優勝した#2 ポルシェ、これで4連勝。 全 8 枚 拡大写真

世界耐久選手権(WEC)第6戦の決勝6時間レースが現地16日、アメリカのテキサス州オースティンで行なわれ、「LMP1-H」クラスではポルシェ919が3戦連続の1-2で、4連勝を飾った。トヨタTS050勢は3-4位に敗れたが、今回はポルシェと好勝負を展開、次戦富士に期待を抱かせている。

オースティンの「サーキット・オブ・ジ・アメリカズ(COTA)」での戦いはドライコンディション。途中、コースオフ車両が壊したコースサイドのバリア(ウォール)修復のためにセーフティカーが入る場面もあるなどしたが、前戦メキシコに続きレース全体の流れはアクシデント要素のあまりない、落ち着いたものとなった。

ただ、LMP1-Hマシンによる2大トップワークスの戦いはメキシコ戦とは違い、かなり接近した展開に。前回完敗したトヨタが今回はポルシェに食い下がってみせ、時にコース上で、時にピット戦略攻防で、戦いを挑み続けた。耐久レースの王道的な、密度感の高い玄人好みのレース展開であったともいえよう。

しかしながら、レースが進むにつれて、接近した戦いのなかでも主導権はポルシェが握っていることが次第に明確になっていく。最終的には今回もポルシェが選手権リーダーの#2 ポルシェ(T.ベルンハルト & E.バンバー & B.ハートレー)を前にしての3戦連続1-2フィニッシュを達成。#2 ポルシェは4連勝、そして#1 ポルシェ(A.ロッテラー & N.ジャニ & N.タンディ)が3戦連続の2位となった。

提供データ:
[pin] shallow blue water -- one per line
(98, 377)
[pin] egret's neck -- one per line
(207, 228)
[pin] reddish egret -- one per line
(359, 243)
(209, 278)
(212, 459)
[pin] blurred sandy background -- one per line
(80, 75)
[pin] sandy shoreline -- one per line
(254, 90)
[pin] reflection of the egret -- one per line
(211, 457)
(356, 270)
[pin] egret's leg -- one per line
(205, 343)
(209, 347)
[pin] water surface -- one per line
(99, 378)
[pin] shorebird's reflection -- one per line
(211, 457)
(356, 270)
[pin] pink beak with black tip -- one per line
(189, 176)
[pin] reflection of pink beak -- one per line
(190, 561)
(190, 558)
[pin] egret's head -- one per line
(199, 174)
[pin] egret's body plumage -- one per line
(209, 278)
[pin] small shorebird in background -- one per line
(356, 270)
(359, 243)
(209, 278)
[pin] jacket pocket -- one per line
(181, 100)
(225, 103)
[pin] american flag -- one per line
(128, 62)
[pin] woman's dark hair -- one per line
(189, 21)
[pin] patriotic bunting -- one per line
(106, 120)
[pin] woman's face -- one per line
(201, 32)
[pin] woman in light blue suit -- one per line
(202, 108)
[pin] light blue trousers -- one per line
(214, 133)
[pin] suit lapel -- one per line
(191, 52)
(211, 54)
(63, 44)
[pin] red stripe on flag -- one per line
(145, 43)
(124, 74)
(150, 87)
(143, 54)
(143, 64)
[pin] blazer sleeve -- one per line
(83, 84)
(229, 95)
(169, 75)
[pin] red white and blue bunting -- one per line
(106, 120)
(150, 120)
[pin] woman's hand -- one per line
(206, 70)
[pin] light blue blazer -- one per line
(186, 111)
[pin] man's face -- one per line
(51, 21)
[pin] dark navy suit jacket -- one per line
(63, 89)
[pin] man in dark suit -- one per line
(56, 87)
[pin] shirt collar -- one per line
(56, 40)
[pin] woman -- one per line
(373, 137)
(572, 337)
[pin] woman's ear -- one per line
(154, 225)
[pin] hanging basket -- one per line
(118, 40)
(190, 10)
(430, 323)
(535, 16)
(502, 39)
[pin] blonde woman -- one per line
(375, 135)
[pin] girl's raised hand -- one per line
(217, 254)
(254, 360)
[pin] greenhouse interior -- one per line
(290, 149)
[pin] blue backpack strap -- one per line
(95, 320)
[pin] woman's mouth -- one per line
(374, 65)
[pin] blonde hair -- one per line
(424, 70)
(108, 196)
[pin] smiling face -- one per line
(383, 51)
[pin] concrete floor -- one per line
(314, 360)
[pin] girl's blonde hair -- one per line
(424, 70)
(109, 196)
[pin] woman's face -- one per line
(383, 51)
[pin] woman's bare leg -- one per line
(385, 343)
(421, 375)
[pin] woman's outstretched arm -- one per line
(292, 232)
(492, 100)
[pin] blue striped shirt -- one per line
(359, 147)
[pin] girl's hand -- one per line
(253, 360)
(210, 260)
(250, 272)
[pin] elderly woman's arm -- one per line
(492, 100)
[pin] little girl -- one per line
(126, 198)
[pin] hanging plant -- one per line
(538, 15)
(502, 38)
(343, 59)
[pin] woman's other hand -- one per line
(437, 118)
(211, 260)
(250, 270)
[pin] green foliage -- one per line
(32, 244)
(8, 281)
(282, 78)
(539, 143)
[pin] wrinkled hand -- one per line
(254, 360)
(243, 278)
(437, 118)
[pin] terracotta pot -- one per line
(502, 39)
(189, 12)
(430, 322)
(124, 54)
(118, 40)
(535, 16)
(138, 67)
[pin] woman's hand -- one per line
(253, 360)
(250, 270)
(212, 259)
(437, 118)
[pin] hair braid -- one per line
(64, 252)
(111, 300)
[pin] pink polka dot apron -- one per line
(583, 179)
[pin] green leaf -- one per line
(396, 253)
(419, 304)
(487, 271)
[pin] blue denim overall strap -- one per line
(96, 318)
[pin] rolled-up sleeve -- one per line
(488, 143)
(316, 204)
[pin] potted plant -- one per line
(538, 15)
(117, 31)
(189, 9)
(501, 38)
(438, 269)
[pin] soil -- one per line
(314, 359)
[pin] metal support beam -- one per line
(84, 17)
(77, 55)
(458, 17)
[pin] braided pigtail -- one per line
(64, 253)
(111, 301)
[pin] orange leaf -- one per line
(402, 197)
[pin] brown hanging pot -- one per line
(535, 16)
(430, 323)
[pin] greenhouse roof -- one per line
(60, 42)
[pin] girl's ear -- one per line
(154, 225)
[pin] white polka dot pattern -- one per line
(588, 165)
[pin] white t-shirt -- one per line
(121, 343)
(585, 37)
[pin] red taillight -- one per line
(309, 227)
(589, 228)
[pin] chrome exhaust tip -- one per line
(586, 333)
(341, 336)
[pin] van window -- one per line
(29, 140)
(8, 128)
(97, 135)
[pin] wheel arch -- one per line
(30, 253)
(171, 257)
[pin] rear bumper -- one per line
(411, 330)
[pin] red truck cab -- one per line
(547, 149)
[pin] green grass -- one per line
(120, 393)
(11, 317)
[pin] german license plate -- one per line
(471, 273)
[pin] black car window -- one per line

出題 1:
抜粋のうち、「ただ、LMP1-Hマシンによ」で始まり「N.ジャニ & N.タンディ)が3戦連続の2位となった。」まで続く部分を一字一句そのまま再現すること。
出題 2:
記録について、「[pin] rear bumper -- one per line」を含む行から記録の最後の行までを、両端の行も含めてそのまま書き出してください。
記録は抜粋とは関係がない。

解答 1:
ただ、LMP1-Hマシンによる2大トップワークスの戦いはメキシコ戦とは違い、かなり接近した展開に。前回完敗したトヨタが今回はポルシェに食い下がってみせ、時にコース上で、時にピット戦略攻防で、戦いを挑み続けた。耐久レースの王道的な、密度感の高い玄人好みのレース展開であったともいえよう。

しかしながら、レースが進むにつれて、接近した戦いのなかでも主導権はポルシェが握っていることが次第に明確になっていく。最終的には今回もポルシェが選手権リーダーの#2 ポルシェ(T.ベルンハルト & E.バンバー & B.ハートレー)を前にしての3戦連続1-2フィニッシュを達成。#2 ポルシェは4連勝、そして#1 ポルシェ(A.ロッテラー & N.ジャニ & N.タンディ)が3戦連続の2位となった。

解答 2:
[pin] rear bumper -- one per line
(411, 330)
[pin] red truck cab -- one per line
(547, 149)
[pin] green grass -- one per line
(120, 393)
(11, 317)
[pin] german license plate -- one per line
(471, 273)
[pin] black car window -- one per line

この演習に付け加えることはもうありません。